======== Texte source

Conscient des perspectives qui s’ouvrent dans ce domaine, Jacob Hanna a déjà lancé une start-up, RenewalBio. Son objectif ? Évaluer la toxicité des médicaments sur l’embryon, mais également cultiver des pseudo-embryons humains jusqu'au stade de 6 semaines de développement. La création de telles structures soulève naturellement d'importants questionnements éthiques et moraux. Le chercheur souhaite toutefois rassurer en indiquant qu’il s’agit là d’un stade de développement encore très précoce : « À 6 semaines, l'embryon mesure à peine 10 mm et le cerveau n'est pas encore formé », indique-t-il.

================
======== Données extraites

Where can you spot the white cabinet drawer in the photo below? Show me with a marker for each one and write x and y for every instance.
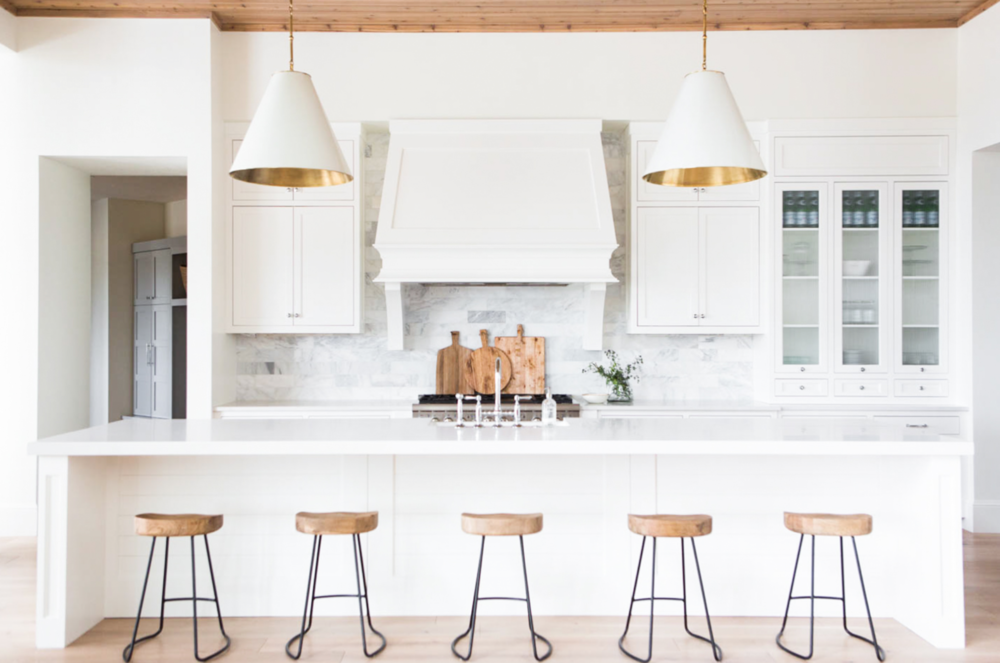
(801, 387)
(861, 388)
(908, 388)
(942, 425)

================

Poursuivez le texte source sur la start-up RenewalBio de Jacob Hanna, en reprenant juste après sa dernière phrase.

→ Votre réponse
Bien que le système nerveux commence à se développer dès les premières semaines, la communauté scientifique s'accorde sur le fait que le fœtus ne ressentirait pas la douleur avant le troisième trimestre de grossesse, soit à partir de 25 semaines de gestation. Est-ce suffisant pour apaiser les préoccupations éthiques et morales ? Cela dépendra entre autres de l’utilité de ces modèles : s’ils sont destinés au traitement d’une maladie incurable, la société pourrait être plus encline à les accepter que s’ils sont utilisés à des fins de procréation ou pour retarder le vieillissement. Le chercheur souligne également que l’on peut utiliser des modèles qui ne développeront jamais de cerveau, à l’image des gastruloïdes. Mais la population serait-elle vraiment plus à l'aise si les chercheurs créaient des pseudo-humains acéphales ?
Défis éthiques et techniques
Cependant, à l'heure actuelle, de nombreuses barrières techniques subsistent. « Sur le papier, c’est une avancée formidable, reconnaît Alexandre Mayran, chercheur au Laboratoire de génomique du développement à l’EPFL. Mais en pratique, pour obtenir ne serait-ce qu'une seule structure similaire à celles générées par le laboratoire de Jacob Hanna, il faut en produire au moins 200 à 300. De plus, les structures obtenues présentent encore de nombreuses anomalies et malformations. »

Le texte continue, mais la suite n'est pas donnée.